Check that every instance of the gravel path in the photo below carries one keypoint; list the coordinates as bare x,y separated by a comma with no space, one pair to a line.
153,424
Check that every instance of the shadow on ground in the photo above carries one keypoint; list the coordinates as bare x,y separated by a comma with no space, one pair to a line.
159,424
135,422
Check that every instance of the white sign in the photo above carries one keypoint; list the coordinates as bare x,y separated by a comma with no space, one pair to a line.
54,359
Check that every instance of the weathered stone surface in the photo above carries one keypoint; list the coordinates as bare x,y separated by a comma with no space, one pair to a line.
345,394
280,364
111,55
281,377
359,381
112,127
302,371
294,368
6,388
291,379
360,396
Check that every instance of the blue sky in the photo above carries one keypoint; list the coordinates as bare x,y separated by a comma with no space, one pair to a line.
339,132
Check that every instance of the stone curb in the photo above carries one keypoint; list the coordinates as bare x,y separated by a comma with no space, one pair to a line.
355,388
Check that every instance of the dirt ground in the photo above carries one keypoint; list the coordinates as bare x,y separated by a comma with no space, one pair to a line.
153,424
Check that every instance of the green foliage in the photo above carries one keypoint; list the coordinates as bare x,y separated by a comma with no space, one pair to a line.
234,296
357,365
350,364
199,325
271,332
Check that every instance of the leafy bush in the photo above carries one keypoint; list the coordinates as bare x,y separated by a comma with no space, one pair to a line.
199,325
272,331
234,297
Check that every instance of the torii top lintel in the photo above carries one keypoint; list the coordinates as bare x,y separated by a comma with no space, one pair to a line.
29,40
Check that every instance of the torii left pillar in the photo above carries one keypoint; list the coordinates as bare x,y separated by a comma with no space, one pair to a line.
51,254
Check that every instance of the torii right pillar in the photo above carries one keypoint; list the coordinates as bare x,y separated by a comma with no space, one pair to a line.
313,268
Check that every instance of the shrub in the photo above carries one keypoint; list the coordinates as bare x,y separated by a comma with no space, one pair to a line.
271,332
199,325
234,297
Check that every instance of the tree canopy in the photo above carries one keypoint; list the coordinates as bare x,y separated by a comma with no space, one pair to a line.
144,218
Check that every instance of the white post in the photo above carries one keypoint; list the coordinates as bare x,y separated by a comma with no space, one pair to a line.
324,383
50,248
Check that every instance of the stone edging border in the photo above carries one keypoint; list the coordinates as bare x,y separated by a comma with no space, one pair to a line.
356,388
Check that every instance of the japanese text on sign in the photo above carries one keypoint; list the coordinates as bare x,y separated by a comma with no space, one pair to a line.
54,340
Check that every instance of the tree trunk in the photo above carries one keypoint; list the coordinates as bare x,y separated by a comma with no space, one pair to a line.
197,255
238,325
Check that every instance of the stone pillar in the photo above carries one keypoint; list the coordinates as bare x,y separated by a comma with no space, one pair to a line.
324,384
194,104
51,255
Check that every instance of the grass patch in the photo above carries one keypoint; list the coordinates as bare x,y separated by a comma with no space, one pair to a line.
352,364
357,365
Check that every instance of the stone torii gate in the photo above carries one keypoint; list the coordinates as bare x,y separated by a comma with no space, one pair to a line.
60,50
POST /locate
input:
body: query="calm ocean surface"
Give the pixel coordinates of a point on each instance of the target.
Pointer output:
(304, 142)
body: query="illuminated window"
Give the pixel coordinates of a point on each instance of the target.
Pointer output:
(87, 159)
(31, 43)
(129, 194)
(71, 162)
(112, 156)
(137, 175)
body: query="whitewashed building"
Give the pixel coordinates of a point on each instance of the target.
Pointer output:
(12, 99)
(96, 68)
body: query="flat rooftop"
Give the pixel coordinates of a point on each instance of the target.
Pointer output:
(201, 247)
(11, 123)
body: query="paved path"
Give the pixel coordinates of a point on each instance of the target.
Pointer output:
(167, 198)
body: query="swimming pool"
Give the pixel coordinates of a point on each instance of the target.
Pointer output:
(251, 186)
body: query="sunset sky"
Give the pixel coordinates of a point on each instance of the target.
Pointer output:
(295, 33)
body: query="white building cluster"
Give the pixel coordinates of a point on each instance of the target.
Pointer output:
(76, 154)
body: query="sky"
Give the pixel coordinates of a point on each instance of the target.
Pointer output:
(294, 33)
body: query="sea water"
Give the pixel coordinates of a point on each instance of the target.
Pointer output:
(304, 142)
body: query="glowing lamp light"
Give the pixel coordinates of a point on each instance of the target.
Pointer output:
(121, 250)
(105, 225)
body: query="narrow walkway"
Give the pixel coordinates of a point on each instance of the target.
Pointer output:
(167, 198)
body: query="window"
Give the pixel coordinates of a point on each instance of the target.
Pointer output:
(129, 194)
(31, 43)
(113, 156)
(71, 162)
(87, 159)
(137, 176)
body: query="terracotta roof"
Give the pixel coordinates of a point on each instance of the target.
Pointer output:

● **WHAT TO DO**
Locate every line in the listing above that contains the string "window" and copy each of those lines.

● **TASK RESULT**
body: query="illuminated window"
body: query="window"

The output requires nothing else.